Saved entries
┄┄┄┄┄┄┄┄┄┄

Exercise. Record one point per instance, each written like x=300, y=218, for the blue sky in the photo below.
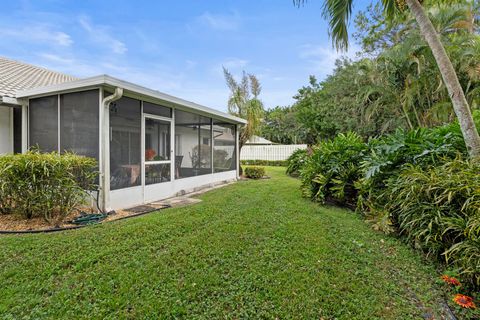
x=177, y=47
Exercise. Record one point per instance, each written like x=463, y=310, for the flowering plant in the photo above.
x=450, y=280
x=464, y=301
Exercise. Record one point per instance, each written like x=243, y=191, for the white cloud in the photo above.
x=220, y=21
x=56, y=58
x=100, y=35
x=323, y=57
x=37, y=34
x=234, y=63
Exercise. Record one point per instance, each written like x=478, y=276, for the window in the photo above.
x=43, y=122
x=224, y=146
x=157, y=150
x=79, y=128
x=125, y=142
x=193, y=151
x=17, y=130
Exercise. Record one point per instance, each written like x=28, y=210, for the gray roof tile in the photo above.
x=16, y=76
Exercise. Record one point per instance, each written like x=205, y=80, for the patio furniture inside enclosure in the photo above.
x=149, y=143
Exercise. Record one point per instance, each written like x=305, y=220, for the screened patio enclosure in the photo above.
x=149, y=146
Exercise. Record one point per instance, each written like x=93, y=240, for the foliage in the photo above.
x=394, y=81
x=330, y=172
x=295, y=162
x=410, y=181
x=46, y=185
x=438, y=210
x=244, y=102
x=220, y=158
x=255, y=172
x=271, y=163
x=389, y=154
x=281, y=126
x=250, y=250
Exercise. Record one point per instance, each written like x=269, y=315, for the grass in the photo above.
x=254, y=249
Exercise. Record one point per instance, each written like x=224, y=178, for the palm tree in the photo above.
x=338, y=13
x=244, y=102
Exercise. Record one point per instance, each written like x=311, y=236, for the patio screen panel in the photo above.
x=193, y=148
x=79, y=127
x=43, y=123
x=224, y=146
x=125, y=143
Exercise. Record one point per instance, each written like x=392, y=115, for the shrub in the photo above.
x=296, y=161
x=45, y=185
x=271, y=163
x=330, y=172
x=254, y=172
x=388, y=155
x=438, y=210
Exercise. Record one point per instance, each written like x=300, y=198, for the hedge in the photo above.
x=47, y=185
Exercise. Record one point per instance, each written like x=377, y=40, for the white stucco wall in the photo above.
x=6, y=132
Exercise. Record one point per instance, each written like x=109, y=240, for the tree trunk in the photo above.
x=460, y=104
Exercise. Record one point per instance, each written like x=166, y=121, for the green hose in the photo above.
x=88, y=218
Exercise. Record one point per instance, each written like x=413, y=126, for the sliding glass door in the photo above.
x=158, y=167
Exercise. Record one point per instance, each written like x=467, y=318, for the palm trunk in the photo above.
x=460, y=104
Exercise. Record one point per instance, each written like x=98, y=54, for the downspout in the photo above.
x=105, y=170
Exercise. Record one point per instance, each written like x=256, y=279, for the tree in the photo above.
x=244, y=102
x=338, y=13
x=281, y=126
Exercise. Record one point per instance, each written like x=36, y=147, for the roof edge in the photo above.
x=129, y=86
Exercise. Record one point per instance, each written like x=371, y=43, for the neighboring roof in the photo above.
x=258, y=140
x=15, y=76
x=128, y=87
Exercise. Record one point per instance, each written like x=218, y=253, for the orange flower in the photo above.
x=450, y=280
x=464, y=301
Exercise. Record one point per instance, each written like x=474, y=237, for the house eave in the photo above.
x=106, y=80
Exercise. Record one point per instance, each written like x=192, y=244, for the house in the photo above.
x=149, y=145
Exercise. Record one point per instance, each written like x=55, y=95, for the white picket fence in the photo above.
x=269, y=152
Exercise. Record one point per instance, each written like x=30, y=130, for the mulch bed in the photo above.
x=10, y=223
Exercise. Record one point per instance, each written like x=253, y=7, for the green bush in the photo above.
x=328, y=175
x=254, y=172
x=46, y=185
x=271, y=163
x=296, y=161
x=438, y=210
x=388, y=155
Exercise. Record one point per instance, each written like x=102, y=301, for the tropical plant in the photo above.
x=328, y=175
x=45, y=185
x=254, y=172
x=295, y=162
x=244, y=102
x=338, y=13
x=437, y=209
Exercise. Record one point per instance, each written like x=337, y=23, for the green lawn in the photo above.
x=254, y=249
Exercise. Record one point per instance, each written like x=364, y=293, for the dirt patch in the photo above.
x=13, y=222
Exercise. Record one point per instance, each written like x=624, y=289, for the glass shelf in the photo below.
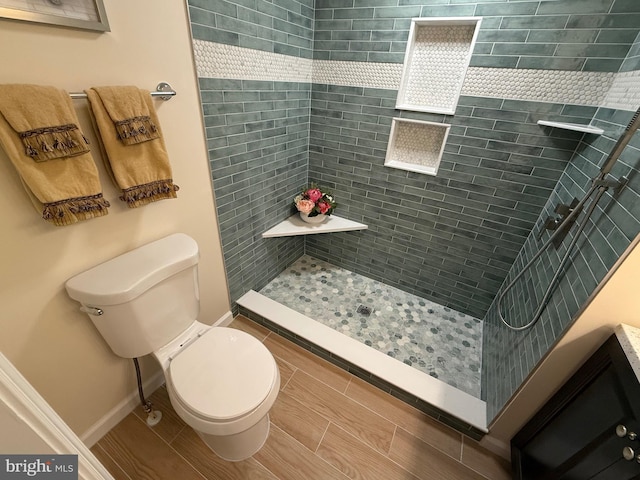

┄┄┄┄┄┄┄┄┄┄

The problem: Reproduce every line above as written, skipping pictures.

Completed exercise:
Exercise. Record one point per instance, each written like x=300, y=218, for the blue sky in the photo below.
x=177, y=47
Exercise. Record one point per instance, each written like x=463, y=310, for the flowering plant in the photo above.
x=450, y=280
x=464, y=301
Exercise. Record one point per instance, each written like x=243, y=191, for the white cloud in the photo above.
x=220, y=21
x=56, y=58
x=100, y=35
x=323, y=57
x=37, y=34
x=234, y=63
Exercise. Record one point per instance, each written like x=478, y=276, for the window in the photo above.
x=43, y=122
x=224, y=146
x=157, y=150
x=79, y=128
x=125, y=142
x=193, y=151
x=17, y=130
Exercise. Record one point per instance, each written like x=28, y=210, for the gray roof tile in the photo above.
x=16, y=76
Exercise. Record one point per instance, each written like x=205, y=80, for the patio furniture inside enclosure in the photo above.
x=149, y=143
Exercise. Record one point per instance, each written like x=305, y=220, for the screened patio enclosure in the photo above.
x=149, y=146
Exercise. Record one point per instance, each written like x=93, y=240, for the foliage in the photo above.
x=394, y=81
x=330, y=172
x=295, y=162
x=410, y=181
x=46, y=185
x=438, y=210
x=244, y=102
x=220, y=158
x=255, y=172
x=271, y=163
x=389, y=154
x=281, y=126
x=250, y=250
Exercise. Record one point per instance, each written like x=269, y=315, for the grass in the photo above.
x=254, y=249
Exercise. Record one point per instance, each written like x=224, y=178, for the palm tree in the photo above.
x=338, y=13
x=244, y=102
Exercise. Record one point per instance, each written like x=311, y=236, for the patio screen panel in the photo above.
x=193, y=148
x=79, y=127
x=43, y=123
x=224, y=146
x=125, y=143
Exercise. Record one point per instance, each written like x=392, y=115, for the shrub in the photo above.
x=296, y=161
x=45, y=185
x=271, y=163
x=330, y=172
x=254, y=172
x=388, y=155
x=438, y=210
Exercise. Record one point per instance, each written like x=300, y=198, for the hedge in the photo above.
x=47, y=185
Exercise. Record one point per instance, each written like x=377, y=40, for the white stucco wall in the photo above.
x=6, y=132
Exercise. Record one point per instance, each written like x=109, y=240, for the tree trunk in the photo above.
x=460, y=104
Exercise. Record one point per instance, each written like x=166, y=121, for the green hose in the photo above.
x=88, y=218
Exercise. Record one point per instance, each written like x=413, y=126, for the sliding glass door in the photo above.
x=158, y=167
Exercise. Record one point per instance, each written like x=467, y=318, for the palm trunk in the photo above.
x=460, y=104
Exercise. Record one point per instance, each written like x=98, y=54, for the downspout in the photo above.
x=105, y=170
Exercise. Record one point per instance, each written like x=256, y=279, for the tree in the photo above.
x=244, y=102
x=338, y=13
x=281, y=126
Exercise. Record one point per instance, each written like x=36, y=147, for the roof edge in the photo above.
x=129, y=86
Exercise. Record one point per instance, each written like x=371, y=43, for the neighboring roof in the photo above.
x=258, y=140
x=15, y=76
x=128, y=87
Exercise. Record one point per instance, each written like x=218, y=253, for the orange flower in the photo above.
x=450, y=280
x=464, y=301
Exercise. Record one point per instance, each written like x=474, y=237, for the house eave in the photo above.
x=106, y=80
Exercise. Record one point per instance, each written like x=192, y=244, for the house in the photo above.
x=149, y=145
Exercise. Record one point per instance, each written like x=55, y=95, for the white picket fence in the photo above.
x=269, y=152
Exercise. Record one point per instance, each written like x=30, y=130, for the mulch bed in the photo above.
x=10, y=223
Exercise. Record one point per instance, each written like x=253, y=7, for the green bush in the photo above.
x=328, y=175
x=254, y=172
x=46, y=185
x=271, y=163
x=296, y=161
x=438, y=210
x=388, y=155
Exercise. Record one point per instance, each written like x=102, y=301, for the tropical plant in the photo above.
x=328, y=175
x=45, y=185
x=254, y=172
x=295, y=162
x=244, y=102
x=338, y=13
x=437, y=209
Exercise. Record one point per instance, each written like x=337, y=23, for the green lawn in the photo above.
x=254, y=249
Exercise. Record one point per instance, each written like x=364, y=293, for the dirt patch in the photo above.
x=13, y=222
Exercise. Record one point per instance, each written like x=624, y=289, for the glass shelf in the photo below.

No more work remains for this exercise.